### Exercise requirements:
Report each line of the rows below that contains the word "wooden".

-------- Data shown --------

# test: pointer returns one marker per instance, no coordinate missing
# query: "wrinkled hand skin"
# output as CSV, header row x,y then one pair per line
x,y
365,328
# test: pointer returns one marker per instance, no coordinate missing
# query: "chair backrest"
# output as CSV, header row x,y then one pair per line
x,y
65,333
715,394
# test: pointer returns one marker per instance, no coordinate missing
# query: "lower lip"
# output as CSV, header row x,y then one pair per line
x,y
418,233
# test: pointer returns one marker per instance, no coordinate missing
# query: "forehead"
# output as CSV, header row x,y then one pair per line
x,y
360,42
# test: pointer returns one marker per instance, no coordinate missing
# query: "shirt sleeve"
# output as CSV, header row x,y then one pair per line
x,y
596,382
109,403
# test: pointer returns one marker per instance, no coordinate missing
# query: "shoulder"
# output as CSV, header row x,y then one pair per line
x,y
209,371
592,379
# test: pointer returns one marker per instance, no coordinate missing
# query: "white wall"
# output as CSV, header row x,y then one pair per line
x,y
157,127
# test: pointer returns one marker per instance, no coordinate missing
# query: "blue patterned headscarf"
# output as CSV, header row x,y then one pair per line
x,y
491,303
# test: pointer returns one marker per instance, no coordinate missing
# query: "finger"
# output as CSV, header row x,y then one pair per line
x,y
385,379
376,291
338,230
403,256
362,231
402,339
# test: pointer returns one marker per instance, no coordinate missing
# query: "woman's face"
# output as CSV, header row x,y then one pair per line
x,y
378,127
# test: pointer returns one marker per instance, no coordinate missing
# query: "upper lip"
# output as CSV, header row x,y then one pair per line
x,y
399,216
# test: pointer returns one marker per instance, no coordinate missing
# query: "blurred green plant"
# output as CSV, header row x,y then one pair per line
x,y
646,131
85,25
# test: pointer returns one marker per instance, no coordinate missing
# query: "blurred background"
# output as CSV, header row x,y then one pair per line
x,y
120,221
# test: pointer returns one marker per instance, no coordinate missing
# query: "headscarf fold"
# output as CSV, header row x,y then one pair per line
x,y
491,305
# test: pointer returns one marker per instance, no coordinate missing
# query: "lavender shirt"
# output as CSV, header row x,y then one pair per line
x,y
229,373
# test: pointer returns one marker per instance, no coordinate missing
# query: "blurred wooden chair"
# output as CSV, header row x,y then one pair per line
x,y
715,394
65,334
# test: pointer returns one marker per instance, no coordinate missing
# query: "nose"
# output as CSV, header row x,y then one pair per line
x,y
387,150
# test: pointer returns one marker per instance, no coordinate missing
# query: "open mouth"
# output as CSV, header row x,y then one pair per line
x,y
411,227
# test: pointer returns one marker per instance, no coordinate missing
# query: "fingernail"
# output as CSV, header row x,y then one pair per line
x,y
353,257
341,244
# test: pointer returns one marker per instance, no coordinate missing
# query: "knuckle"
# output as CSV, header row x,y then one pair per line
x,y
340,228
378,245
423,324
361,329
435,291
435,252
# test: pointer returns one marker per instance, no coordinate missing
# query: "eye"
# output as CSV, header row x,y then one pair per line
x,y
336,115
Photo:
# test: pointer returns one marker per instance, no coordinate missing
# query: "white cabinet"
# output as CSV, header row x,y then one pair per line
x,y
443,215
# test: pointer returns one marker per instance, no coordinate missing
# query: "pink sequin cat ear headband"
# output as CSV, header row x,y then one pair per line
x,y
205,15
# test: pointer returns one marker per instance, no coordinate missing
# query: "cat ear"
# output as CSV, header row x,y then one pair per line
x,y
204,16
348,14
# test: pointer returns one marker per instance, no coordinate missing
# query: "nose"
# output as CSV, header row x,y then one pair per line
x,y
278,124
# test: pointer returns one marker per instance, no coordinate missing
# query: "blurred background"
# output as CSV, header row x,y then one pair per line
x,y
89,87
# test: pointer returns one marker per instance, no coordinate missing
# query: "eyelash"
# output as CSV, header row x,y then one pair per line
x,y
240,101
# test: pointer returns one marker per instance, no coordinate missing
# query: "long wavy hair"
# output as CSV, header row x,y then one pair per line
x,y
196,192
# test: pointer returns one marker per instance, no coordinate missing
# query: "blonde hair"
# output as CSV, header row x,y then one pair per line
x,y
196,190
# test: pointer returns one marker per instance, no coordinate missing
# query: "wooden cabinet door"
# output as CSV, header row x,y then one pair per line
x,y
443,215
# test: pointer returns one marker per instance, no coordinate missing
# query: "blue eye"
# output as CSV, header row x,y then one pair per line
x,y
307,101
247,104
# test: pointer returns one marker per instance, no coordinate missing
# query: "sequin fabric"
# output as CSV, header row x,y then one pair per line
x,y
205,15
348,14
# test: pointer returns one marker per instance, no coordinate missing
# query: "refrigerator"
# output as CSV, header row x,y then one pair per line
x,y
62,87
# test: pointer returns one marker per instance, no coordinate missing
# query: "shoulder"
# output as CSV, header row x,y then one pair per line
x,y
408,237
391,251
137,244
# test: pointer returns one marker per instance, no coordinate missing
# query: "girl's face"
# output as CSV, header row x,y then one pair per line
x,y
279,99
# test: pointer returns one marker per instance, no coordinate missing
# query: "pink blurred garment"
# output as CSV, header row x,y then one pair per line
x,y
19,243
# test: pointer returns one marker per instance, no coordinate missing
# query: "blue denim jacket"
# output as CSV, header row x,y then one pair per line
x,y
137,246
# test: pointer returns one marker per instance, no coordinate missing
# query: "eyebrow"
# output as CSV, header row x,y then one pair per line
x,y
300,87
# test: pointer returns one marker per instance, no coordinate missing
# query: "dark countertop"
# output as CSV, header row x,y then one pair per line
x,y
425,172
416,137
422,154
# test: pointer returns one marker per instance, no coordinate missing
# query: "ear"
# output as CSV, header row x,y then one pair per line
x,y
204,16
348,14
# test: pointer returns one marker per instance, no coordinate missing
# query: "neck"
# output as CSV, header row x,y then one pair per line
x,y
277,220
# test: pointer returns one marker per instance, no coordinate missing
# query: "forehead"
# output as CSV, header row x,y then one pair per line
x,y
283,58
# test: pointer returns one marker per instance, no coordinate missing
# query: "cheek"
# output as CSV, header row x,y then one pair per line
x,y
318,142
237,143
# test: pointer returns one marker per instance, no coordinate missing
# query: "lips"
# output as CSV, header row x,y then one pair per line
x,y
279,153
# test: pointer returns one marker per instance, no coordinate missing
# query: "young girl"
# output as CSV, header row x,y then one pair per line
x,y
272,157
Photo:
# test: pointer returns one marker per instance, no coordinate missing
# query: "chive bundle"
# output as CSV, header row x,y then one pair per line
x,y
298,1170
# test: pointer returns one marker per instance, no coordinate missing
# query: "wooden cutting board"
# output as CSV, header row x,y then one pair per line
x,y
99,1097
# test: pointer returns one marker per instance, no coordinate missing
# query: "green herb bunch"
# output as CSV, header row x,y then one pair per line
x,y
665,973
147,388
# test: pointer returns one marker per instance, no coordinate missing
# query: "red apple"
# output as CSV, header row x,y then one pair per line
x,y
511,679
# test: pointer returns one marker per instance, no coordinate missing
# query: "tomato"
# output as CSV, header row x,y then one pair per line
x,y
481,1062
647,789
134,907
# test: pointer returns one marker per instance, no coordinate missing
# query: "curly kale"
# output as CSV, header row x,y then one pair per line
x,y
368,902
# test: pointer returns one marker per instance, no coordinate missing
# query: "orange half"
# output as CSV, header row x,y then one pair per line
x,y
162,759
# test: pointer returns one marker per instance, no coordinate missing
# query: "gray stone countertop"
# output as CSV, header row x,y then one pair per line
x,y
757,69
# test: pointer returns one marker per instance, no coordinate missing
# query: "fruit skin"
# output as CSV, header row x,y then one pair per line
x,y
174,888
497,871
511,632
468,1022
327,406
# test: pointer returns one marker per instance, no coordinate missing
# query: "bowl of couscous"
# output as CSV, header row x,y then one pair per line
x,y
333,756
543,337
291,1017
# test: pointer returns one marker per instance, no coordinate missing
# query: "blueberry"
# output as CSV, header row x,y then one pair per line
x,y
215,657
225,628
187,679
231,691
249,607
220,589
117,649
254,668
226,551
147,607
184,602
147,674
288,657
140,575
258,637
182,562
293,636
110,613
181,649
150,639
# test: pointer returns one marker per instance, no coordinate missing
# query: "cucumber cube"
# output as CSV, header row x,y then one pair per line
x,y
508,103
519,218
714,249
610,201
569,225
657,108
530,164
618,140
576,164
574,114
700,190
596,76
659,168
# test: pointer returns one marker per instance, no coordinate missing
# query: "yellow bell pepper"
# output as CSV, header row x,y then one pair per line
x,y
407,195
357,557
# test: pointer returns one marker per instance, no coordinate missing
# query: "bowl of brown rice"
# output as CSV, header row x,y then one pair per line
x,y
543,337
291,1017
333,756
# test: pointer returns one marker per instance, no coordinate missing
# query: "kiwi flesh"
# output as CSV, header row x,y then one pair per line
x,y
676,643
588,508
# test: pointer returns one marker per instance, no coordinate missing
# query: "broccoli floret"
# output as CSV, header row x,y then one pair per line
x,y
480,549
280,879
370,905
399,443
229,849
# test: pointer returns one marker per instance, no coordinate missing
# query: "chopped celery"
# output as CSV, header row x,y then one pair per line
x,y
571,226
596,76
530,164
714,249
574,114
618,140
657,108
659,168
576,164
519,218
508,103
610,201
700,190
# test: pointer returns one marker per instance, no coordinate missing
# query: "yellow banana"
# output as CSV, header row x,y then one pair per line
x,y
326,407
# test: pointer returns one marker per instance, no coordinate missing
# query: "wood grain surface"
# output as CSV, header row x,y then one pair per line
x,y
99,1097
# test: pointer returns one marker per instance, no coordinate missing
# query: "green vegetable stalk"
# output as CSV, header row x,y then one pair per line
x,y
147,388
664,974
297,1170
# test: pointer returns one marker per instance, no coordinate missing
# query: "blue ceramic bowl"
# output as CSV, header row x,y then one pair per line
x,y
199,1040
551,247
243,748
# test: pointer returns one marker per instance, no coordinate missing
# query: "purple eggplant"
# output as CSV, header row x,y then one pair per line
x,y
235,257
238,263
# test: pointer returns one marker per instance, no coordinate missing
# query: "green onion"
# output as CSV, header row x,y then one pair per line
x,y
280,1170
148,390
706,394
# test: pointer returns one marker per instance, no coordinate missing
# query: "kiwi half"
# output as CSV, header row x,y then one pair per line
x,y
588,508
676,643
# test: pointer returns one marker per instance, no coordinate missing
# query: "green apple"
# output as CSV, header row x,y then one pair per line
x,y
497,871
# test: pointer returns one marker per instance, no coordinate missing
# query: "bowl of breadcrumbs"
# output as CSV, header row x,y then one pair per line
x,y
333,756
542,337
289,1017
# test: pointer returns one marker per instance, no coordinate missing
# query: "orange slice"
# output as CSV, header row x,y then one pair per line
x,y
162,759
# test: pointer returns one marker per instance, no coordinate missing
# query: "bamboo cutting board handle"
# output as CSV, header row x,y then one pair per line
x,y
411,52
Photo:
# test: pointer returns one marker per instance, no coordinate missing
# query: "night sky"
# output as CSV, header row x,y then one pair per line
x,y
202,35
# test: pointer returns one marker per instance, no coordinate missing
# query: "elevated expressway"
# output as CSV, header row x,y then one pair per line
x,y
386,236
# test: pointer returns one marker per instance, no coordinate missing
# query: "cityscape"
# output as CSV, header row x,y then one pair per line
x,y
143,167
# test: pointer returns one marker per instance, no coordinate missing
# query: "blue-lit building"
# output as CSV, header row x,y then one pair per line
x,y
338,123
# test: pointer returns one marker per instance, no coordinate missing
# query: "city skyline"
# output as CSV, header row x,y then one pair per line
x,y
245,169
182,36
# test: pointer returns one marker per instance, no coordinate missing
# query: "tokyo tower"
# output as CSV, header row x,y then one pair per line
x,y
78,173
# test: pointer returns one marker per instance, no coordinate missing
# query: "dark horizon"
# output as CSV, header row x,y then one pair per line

--------

### Response below:
# query: "blurred wooden chair"
# query: "wooden cabinet door"
# query: "wooden cutting board"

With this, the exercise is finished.